READING PASSAGE ▸
----------------------------------------

# Negative Influences



## hammeredklavier (Feb 18, 2018)

They are various cases of composers' influences on other composers in history. 
But are there any that can be thought (depending on perspective) as "negative"?

For example, 
"_At the beginning of the nineteenth century, before Berlioz's time, some influential critics - for instance, Julien-Louis Geoffroy - rejected Mozart as a foreigner, considering his music 'scholastic', stressing his use of harmony over melody, and the dominance of the orchestra over singing in the operas - all these were considered negative features of 'Germanic' music."_ 
(from "Mozartian Undercurrents in Berlioz: Appreciation, Resistance and Unconscious Appropriation" by Benjamin Perl)


----------



## Mandryka (Feb 22, 2013)

I can’t help think that it’s a shame that the Versailles style became so hegemonic in France - especially in instrumental music. If there’s a composer who’s responsible, it’s Lully. The subtlety and complexity of Titelouze and Louis Couperin and Sainte Colombe and vieux Gaultier effectively obliterated for the melodies and formulaic structures of Marais and Robert De Visée and Francois Couperin and Lebegue and so on.

Was Palestrina an influential composer? His music seems so uninteresting compared with - Gombert and Josquin for example - everything which came before - that if he was influential, it can’t have been to any good.


----------



## RICK RIEKERT (Oct 9, 2017)

----------------------------------------

GIVEN INFORMATION ▸
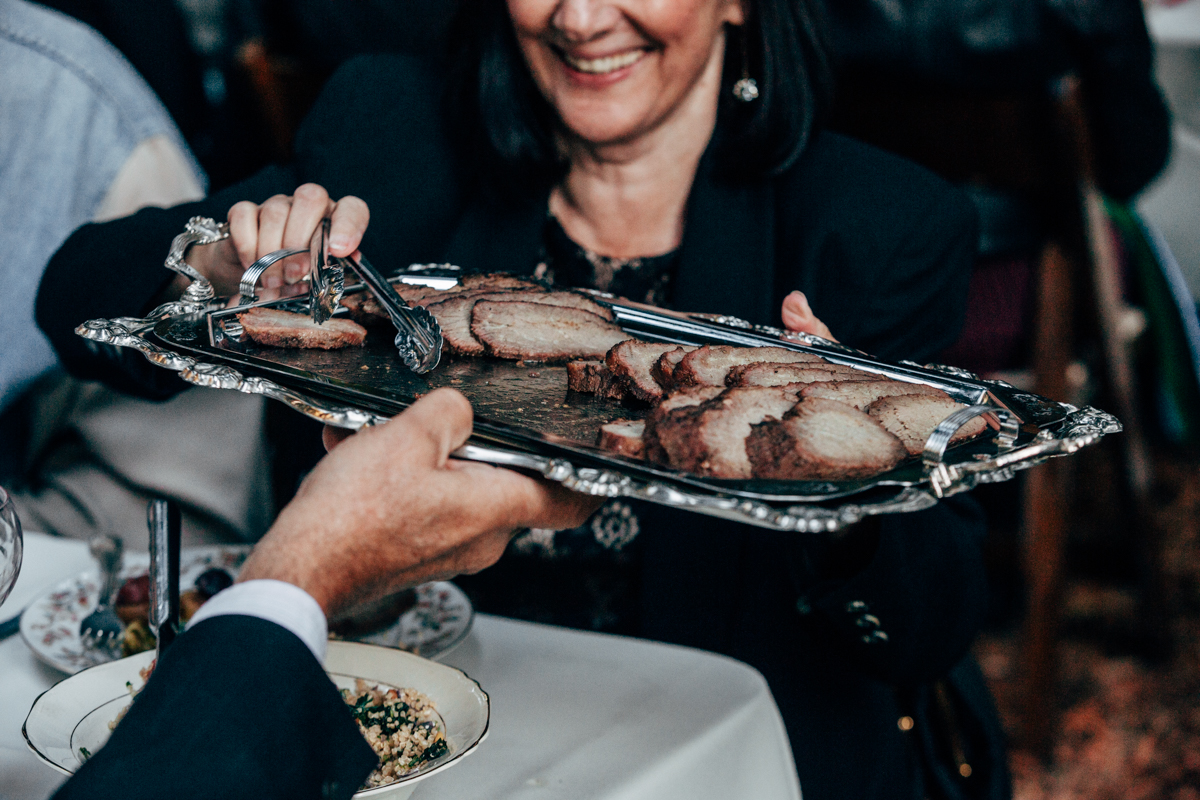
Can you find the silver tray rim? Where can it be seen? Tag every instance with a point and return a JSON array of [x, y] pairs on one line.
[[1061, 428]]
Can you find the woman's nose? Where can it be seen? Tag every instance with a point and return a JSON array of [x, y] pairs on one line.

----------------------------------------

TASK INSTRUCTIONS ▸
1 > In the negative influences thread, rewrite the paragraph beginning "Was Palestrina an influential composer?" more briefly.
2 > From the thread on negative influences, copy the text starting with "I can’t help" and going on through "to any good.".

PER-TASK OUTPUTS ▸
1 > The writer asks whether Palestrina was influential. Compared with everything before him, such as Gombert and Josquin, his music seems uninteresting, so any influence he had can't have been good.

2 >
I can’t help think that it’s a shame that the Versailles style became so hegemonic in France - especially in instrumental music. If there’s a composer who’s responsible, it’s Lully. The subtlety and complexity of Titelouze and Louis Couperin and Sainte Colombe and vieux Gaultier effectively obliterated for the melodies and formulaic structures of Marais and Robert De Visée and Francois Couperin and Lebegue and so on.

Was Palestrina an influential composer? His music seems so uninteresting compared with - Gombert and Josquin for example - everything which came before - that if he was influential, it can’t have been to any good.